▶ **Problem requirements**: Reproduce the passage of the article on the killing of a Ghanaian journalist from "In the documentary, Kenyan" to "reporting by CPJ.".

By PATRICK MAYOYO
Authorities in Ghana should immediately investigate the killing of journalist Ahmed Hussein Suale Divela and ensure that threats against the press are taken seriously, the Committee to Protect Journalists said today.
Two men riding a motorcycle shot and killed Divela, a member of Tiger Eye Private Investigations, an investigative journalism outlet led by Anas Aremeyaw Anas, as he was driving in the capital, Accra, yesterday, according to media reports and a video posted on Twitter by Anas. The journalist had told CPJ in September 2018 that people had attempted to attack him and that he feared for his life after a politician made comments about him on TV.
“Those responsible for journalist Ahmed Divela’s killing should be swiftly brought to justice. Ghana’s government must prove itself willing to hold accountable those who attack the press,” CPJ Africa Program Coordinator Angela Quintal said. “This shooting is a grave signal that journalists cannot work safely to keep the public informed or hold power to account in Ghana.”
Divela worked on several investigations with Tiger Eye Private Investigations, including a June 2018 documentary “Number 12,” which investigated alleged corruption in African soccer, according to a report by the BBC.
In the documentary, Kenyan then celebrated referee Aden Marwa was exposed receiving $600 (Sh60,000) as a bribe.
Referee Aden Marwa. He was dropped from officiating at the World in Russia last year for being linked to bribery in football in Africa. PHOTO/COURTESY
Marwa who was set to officiate at the Fifa 2018 World Cup which kicked off on June 14 in Russia before being dropped.
Marwa was one among dozens of referees in Ghana and across Africa secretly filmed taking bribes or gifts from uncover journalists.
On May 30, 2018, Kennedy Agyapong, a member of parliament from the ruling New Patriotic Party, threatened and encouraged violence against Divela for his involvement in investigative reporting on corruption in Ghanaian soccer during an appearance on the national television channel Net 2 TV, which Agyapong owns, according to broadcast footage and reporting by CPJ.
“I’m telling you, beat him,” Agyapong said while an image of Divela’s face aired on screen, according to a translation of the footage posted by Anas. “Whatever happens, I’ll pay. Because he’s bad. That Ahmed.”
Previously, in a May 29 appearance on the privately owned Adom TV, Agyapong had chastised Anas and his investigative journalism, then dragged his finger across his throat while making a choking sound.

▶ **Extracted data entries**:

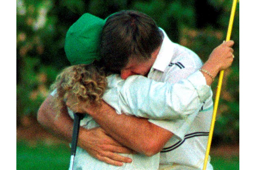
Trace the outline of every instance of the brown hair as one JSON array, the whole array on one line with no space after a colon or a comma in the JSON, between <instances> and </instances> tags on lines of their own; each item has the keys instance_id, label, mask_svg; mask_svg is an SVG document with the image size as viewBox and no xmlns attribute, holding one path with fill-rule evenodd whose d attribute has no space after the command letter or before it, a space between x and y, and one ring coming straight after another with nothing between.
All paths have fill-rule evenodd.
<instances>
[{"instance_id":1,"label":"brown hair","mask_svg":"<svg viewBox=\"0 0 256 170\"><path fill-rule=\"evenodd\" d=\"M51 86L52 89L57 91L56 108L59 109L63 107L69 94L85 102L86 105L99 105L107 84L103 69L94 64L68 67L57 76Z\"/></svg>"},{"instance_id":2,"label":"brown hair","mask_svg":"<svg viewBox=\"0 0 256 170\"><path fill-rule=\"evenodd\" d=\"M139 12L121 11L110 16L101 40L103 63L119 72L132 56L147 59L162 41L161 31L151 17Z\"/></svg>"}]
</instances>

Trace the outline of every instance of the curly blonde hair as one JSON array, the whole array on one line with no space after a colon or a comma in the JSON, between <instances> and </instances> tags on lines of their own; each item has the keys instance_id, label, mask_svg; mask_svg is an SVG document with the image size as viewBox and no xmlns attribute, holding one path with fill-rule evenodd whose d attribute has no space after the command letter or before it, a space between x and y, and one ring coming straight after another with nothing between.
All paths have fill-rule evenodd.
<instances>
[{"instance_id":1,"label":"curly blonde hair","mask_svg":"<svg viewBox=\"0 0 256 170\"><path fill-rule=\"evenodd\" d=\"M52 90L57 91L55 106L59 109L63 108L65 100L70 94L87 105L99 106L107 85L103 69L93 64L68 67L57 76L51 86Z\"/></svg>"}]
</instances>

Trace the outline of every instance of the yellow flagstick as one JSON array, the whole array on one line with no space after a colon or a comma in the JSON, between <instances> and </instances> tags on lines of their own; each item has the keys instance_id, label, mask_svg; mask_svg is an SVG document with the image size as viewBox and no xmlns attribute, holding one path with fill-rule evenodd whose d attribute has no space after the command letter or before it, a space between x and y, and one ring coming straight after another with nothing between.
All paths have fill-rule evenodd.
<instances>
[{"instance_id":1,"label":"yellow flagstick","mask_svg":"<svg viewBox=\"0 0 256 170\"><path fill-rule=\"evenodd\" d=\"M238 0L239 1L239 0ZM228 29L228 32L226 38L226 41L229 41L230 39L230 36L231 35L231 31L232 30L232 26L233 25L233 21L234 20L234 17L235 16L235 12L236 11L236 6L237 0L233 0L233 4L232 5L232 9L231 10L231 14L230 15L230 18L229 20L229 28ZM215 123L215 119L216 118L216 115L217 113L217 109L218 108L218 105L219 104L219 95L220 94L220 90L221 89L221 86L222 85L222 81L223 79L223 76L224 74L224 70L220 71L219 74L219 82L217 89L217 92L216 93L216 97L215 99L215 102L214 103L214 107L213 108L213 113L212 114L212 123L211 124L211 128L210 129L210 132L209 133L209 137L208 138L208 142L207 144L207 147L206 148L206 151L205 153L205 158L203 168L203 170L205 170L208 160L208 157L209 153L210 152L210 149L211 147L211 143L212 142L212 134L213 133L213 129L214 128L214 124Z\"/></svg>"}]
</instances>

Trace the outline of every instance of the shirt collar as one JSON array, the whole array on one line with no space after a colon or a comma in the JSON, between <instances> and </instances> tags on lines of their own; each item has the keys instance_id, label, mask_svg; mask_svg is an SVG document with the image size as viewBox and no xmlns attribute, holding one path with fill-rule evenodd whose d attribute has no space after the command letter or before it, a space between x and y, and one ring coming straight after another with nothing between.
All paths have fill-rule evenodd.
<instances>
[{"instance_id":1,"label":"shirt collar","mask_svg":"<svg viewBox=\"0 0 256 170\"><path fill-rule=\"evenodd\" d=\"M164 34L164 40L152 68L164 72L172 57L174 43L169 39L163 29L160 28L159 29Z\"/></svg>"}]
</instances>

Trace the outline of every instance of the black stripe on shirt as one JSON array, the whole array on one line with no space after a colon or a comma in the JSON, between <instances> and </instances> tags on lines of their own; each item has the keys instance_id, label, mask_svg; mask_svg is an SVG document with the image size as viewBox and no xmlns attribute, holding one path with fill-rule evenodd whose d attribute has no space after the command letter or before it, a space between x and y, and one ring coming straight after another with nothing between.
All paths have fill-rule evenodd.
<instances>
[{"instance_id":1,"label":"black stripe on shirt","mask_svg":"<svg viewBox=\"0 0 256 170\"><path fill-rule=\"evenodd\" d=\"M168 65L168 66L172 66L174 64L174 63L171 63L169 64L169 65Z\"/></svg>"},{"instance_id":2,"label":"black stripe on shirt","mask_svg":"<svg viewBox=\"0 0 256 170\"><path fill-rule=\"evenodd\" d=\"M172 67L174 64L179 67L181 69L185 68L185 66L184 66L183 64L181 64L180 62L177 62L177 63L170 63L170 64L169 64L169 65L168 65L168 66L169 66L170 67Z\"/></svg>"},{"instance_id":3,"label":"black stripe on shirt","mask_svg":"<svg viewBox=\"0 0 256 170\"><path fill-rule=\"evenodd\" d=\"M178 66L178 67L179 67L179 68L180 68L181 69L181 68L182 68L181 67L181 66L180 65L179 65L179 64L178 64L177 63L175 63L175 65L177 65L177 66Z\"/></svg>"},{"instance_id":4,"label":"black stripe on shirt","mask_svg":"<svg viewBox=\"0 0 256 170\"><path fill-rule=\"evenodd\" d=\"M174 150L181 145L184 143L186 140L194 137L201 136L206 136L209 135L209 132L197 132L192 133L185 135L184 139L181 141L179 141L174 145L167 148L164 148L160 152L161 153L170 152Z\"/></svg>"},{"instance_id":5,"label":"black stripe on shirt","mask_svg":"<svg viewBox=\"0 0 256 170\"><path fill-rule=\"evenodd\" d=\"M177 62L177 63L179 63L180 65L181 65L181 67L182 67L183 68L185 68L185 66L184 65L183 65L180 62Z\"/></svg>"}]
</instances>

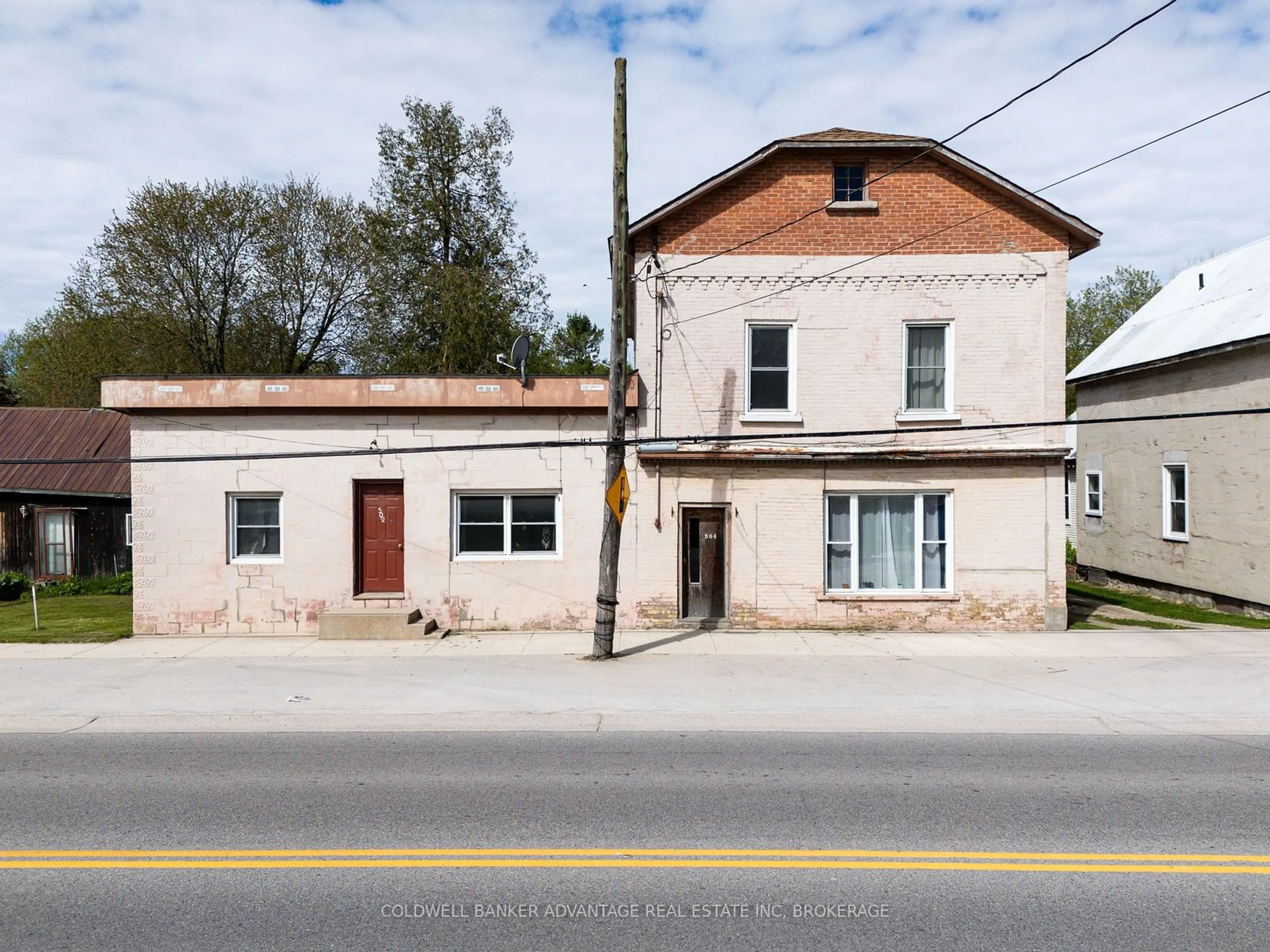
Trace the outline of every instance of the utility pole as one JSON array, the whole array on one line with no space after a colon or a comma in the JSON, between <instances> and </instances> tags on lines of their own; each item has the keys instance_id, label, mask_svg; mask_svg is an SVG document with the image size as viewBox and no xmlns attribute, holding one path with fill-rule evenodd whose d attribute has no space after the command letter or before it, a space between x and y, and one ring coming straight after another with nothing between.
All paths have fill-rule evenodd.
<instances>
[{"instance_id":1,"label":"utility pole","mask_svg":"<svg viewBox=\"0 0 1270 952\"><path fill-rule=\"evenodd\" d=\"M599 588L596 593L593 658L613 656L617 617L617 555L630 490L626 480L626 58L613 62L613 316L608 326L608 447L605 466L605 531L599 543Z\"/></svg>"}]
</instances>

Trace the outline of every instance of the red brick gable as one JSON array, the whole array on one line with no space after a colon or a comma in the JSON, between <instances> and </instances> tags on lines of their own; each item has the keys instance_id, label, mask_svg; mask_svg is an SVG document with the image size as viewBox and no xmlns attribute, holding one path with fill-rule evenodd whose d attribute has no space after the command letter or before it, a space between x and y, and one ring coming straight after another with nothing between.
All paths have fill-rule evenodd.
<instances>
[{"instance_id":1,"label":"red brick gable","mask_svg":"<svg viewBox=\"0 0 1270 952\"><path fill-rule=\"evenodd\" d=\"M918 149L782 149L634 235L636 254L657 234L663 254L716 254L823 206L833 192L833 166L864 164L866 178L894 169ZM926 155L869 185L876 211L817 212L798 225L732 254L872 255L1069 251L1092 246L1035 207ZM1003 206L917 244L945 226ZM1096 232L1095 232L1096 234ZM898 250L895 250L898 249Z\"/></svg>"}]
</instances>

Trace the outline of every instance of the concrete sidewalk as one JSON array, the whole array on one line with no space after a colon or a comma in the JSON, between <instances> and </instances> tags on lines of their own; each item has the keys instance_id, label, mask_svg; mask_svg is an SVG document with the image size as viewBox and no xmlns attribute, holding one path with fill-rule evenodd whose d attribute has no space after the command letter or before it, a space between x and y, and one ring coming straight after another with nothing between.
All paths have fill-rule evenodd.
<instances>
[{"instance_id":1,"label":"concrete sidewalk","mask_svg":"<svg viewBox=\"0 0 1270 952\"><path fill-rule=\"evenodd\" d=\"M0 646L0 731L1270 735L1270 633L582 633Z\"/></svg>"},{"instance_id":2,"label":"concrete sidewalk","mask_svg":"<svg viewBox=\"0 0 1270 952\"><path fill-rule=\"evenodd\" d=\"M491 658L591 652L588 631L460 632L442 640L319 641L287 636L137 636L105 644L0 644L5 659L107 658ZM1066 632L618 631L622 656L806 655L859 658L1186 658L1270 656L1270 630L1209 628Z\"/></svg>"}]
</instances>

▶ **Result below**:
In the documentary, Kenyan then celebrated referee Aden Marwa was exposed receiving $600 (Sh60,000) as a bribe.
Referee Aden Marwa. He was dropped from officiating at the World in Russia last year for being linked to bribery in football in Africa. PHOTO/COURTESY
Marwa who was set to officiate at the Fifa 2018 World Cup which kicked off on June 14 in Russia before being dropped.
Marwa was one among dozens of referees in Ghana and across Africa secretly filmed taking bribes or gifts from uncover journalists.
On May 30, 2018, Kennedy Agyapong, a member of parliament from the ruling New Patriotic Party, threatened and encouraged violence against Divela for his involvement in investigative reporting on corruption in Ghanaian soccer during an appearance on the national television channel Net 2 TV, which Agyapong owns, according to broadcast footage and reporting by CPJ.